### Work to complete
Word for word, repeat each record that follows.

━━━━━ Given information ━━━━━

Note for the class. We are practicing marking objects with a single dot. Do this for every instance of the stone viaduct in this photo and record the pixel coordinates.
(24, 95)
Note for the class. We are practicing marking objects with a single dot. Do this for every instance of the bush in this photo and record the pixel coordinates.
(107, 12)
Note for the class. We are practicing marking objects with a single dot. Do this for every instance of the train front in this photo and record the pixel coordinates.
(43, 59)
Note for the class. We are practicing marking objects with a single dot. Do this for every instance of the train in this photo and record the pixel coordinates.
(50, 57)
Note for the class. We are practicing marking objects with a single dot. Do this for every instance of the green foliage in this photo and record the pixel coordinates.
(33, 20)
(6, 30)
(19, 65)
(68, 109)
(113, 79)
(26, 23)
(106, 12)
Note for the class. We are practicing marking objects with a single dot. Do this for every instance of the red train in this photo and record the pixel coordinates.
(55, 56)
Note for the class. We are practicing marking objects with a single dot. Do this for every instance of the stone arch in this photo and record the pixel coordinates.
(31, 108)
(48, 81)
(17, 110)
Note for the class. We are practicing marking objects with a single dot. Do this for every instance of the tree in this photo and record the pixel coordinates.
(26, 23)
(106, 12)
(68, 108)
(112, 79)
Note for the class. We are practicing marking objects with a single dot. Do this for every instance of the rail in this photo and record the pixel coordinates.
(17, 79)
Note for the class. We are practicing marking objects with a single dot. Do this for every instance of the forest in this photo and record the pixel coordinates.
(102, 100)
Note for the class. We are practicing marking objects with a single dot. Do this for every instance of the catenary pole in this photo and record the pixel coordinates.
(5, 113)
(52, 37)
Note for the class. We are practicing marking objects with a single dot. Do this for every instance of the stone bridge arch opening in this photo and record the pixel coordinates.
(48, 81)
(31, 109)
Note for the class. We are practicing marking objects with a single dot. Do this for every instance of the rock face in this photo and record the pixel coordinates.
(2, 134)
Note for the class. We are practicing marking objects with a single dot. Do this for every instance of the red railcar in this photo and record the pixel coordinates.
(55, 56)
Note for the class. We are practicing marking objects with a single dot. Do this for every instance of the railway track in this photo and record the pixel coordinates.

━━━━━

### Exercise output
Note for the class. We are practicing marking objects with a single dot. Do this for every instance of the stone viaduct in this photo and record the pixel coordinates.
(24, 95)
Note for the class. We are practicing marking objects with a single dot. Do this for every instance of the bush in this photo and record the pixel coordinates.
(107, 12)
Note for the class. We are practicing marking objects with a single dot. Do this for every instance of the train front in this photo and record the pixel coordinates.
(43, 59)
Note for the class. We are practicing marking objects with a single dot. Do this for every instance of the train in this photo and record the pixel coordinates.
(50, 57)
Note for the class. We are practicing marking objects with a single dot. Do this for every instance of the green foliage in this photo and record the pixel coordinates.
(33, 20)
(6, 30)
(19, 65)
(68, 109)
(113, 79)
(26, 23)
(106, 12)
Note for the class. We are practicing marking objects with a single dot. Do this for every instance of the red train in this photo and record the pixel coordinates.
(55, 56)
Note for the class. We are practicing marking objects with a single dot. Do this for every instance of the stone arch in this photo and record the pixel coordinates.
(31, 108)
(48, 81)
(17, 110)
Note for the class. We are practicing marking objects with a single dot. Do this for every instance of the tree in this photo and record the pixel coordinates.
(26, 23)
(106, 12)
(68, 108)
(112, 79)
Note for the class. We are practicing marking objects with a single dot. Do this for every instance of the rail in this photo and record the pixel coordinates.
(17, 79)
Note for the class. We are practicing marking objects with a single dot. Do this for every instance of the forest in this photo and record the pixel coordinates.
(102, 100)
Note for the class. We are practicing marking objects with a single dot. Do this for every instance of the catenary pole in this photo and record the pixel coordinates.
(5, 113)
(52, 37)
Note for the class. We are practicing marking objects with a single dot. Do this for every instance of the stone bridge arch opening in this photo and record the pixel coordinates.
(48, 81)
(31, 109)
Note for the class. We are practicing marking objects with a single dot. Do this for every instance of the rock face in this photo and record the pixel coordinates.
(2, 134)
Note for the class. We are practicing marking objects with a single dot. Do this for every instance of the red railcar in this photo and record the pixel coordinates.
(55, 56)
Note for the class. We are practicing marking objects with a single dot. Do this for every instance of the railway track in this photo and record the pixel coordinates.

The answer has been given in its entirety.